PROVIDED DATA:
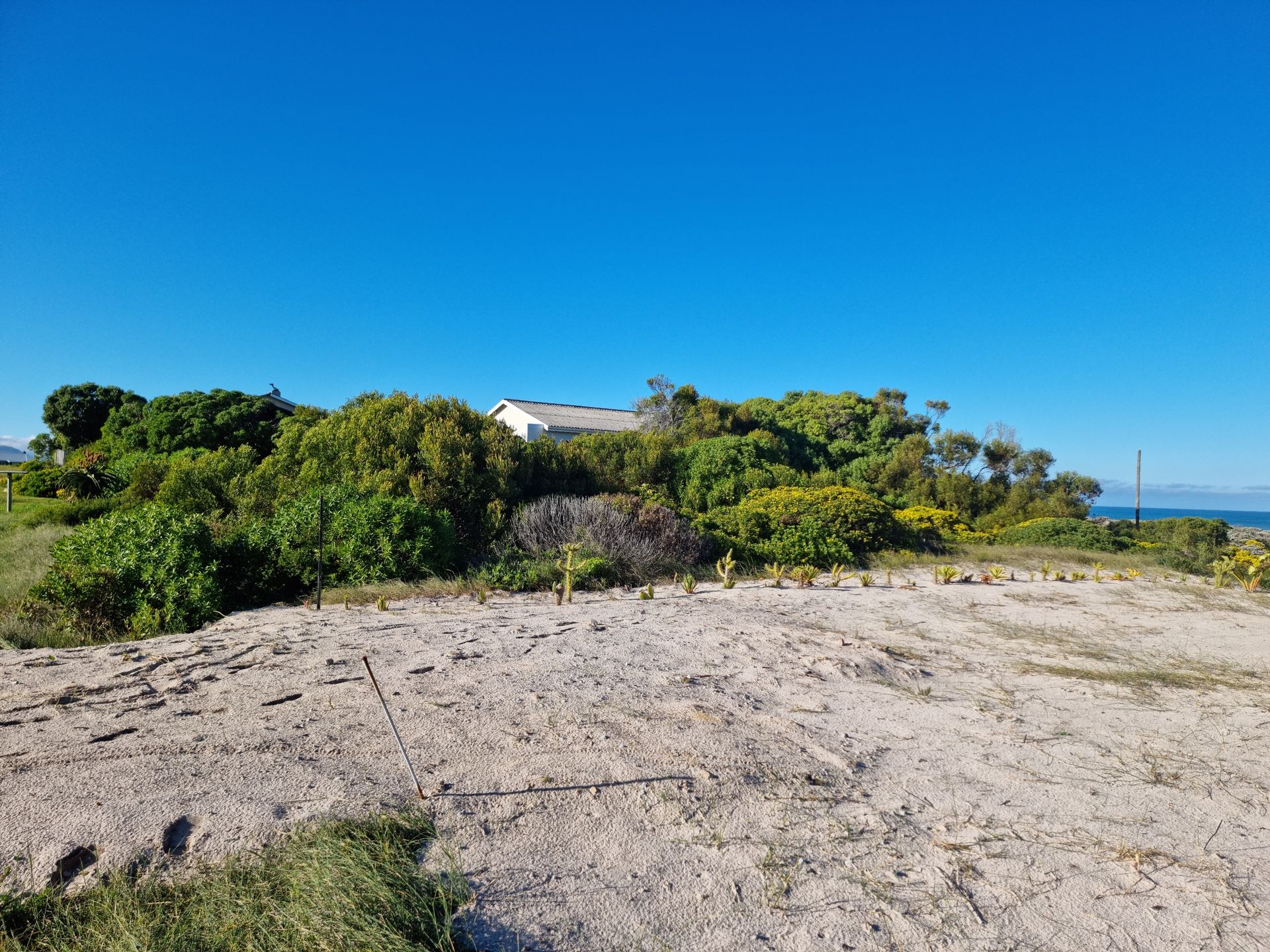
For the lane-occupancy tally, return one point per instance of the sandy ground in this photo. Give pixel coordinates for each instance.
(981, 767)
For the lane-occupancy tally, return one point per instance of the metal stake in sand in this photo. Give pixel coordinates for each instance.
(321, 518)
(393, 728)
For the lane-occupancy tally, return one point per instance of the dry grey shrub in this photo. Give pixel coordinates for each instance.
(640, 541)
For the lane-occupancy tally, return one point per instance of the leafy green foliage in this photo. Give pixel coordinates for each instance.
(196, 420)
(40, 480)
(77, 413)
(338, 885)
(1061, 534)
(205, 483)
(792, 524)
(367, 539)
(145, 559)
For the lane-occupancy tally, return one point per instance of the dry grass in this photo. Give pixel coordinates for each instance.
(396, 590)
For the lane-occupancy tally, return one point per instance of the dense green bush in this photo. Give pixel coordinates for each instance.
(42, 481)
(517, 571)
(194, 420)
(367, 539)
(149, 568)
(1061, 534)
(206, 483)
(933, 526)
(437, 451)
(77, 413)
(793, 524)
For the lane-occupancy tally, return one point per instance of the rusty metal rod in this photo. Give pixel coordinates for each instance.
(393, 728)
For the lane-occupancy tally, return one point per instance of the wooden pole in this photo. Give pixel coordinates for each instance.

REQUIREMENT: Each entry above must be restated word for word; the pictures stay out of the copy.

RESULT OF THE EXERCISE:
For the lane-occupancy tally, return one point per instance of the sandy ground in this photo. Give pixel coordinates for each instance.
(981, 767)
For the lane-occupancy tally, return one point per instance of the metal stake in sand in this photo. Give pixel coordinates for each instance.
(321, 518)
(393, 728)
For the lane-occupancy tally, return one point per instance of the dry grey shrub in this photo. Give pixel coordinates for each instance.
(640, 541)
For the lane-occupancy tally, return one point per instance of the leafy green foliage in this photo. Give pixel coordinates for each instance.
(196, 420)
(40, 480)
(77, 413)
(338, 885)
(1061, 534)
(205, 483)
(792, 524)
(367, 539)
(145, 559)
For the lane-occupancy tally, return one point per instance of the dry grass in this photo. Give pixel coordinates for each instance.
(396, 590)
For the lane-occupancy tally, return one point per instance of the dense green bush in this photo. Give pixel coordinates for each instance.
(42, 481)
(517, 571)
(194, 420)
(367, 539)
(149, 568)
(1061, 534)
(206, 483)
(933, 526)
(437, 451)
(77, 413)
(793, 524)
For the lane-occupancy tally, return one point per instance of the rusty metal rod in this photo. Give pixel coordinates for each instance.
(393, 728)
For the lane-occupancy tally, return one point per instance of the wooden pole in this photo. Give pixel coordinates for each instance.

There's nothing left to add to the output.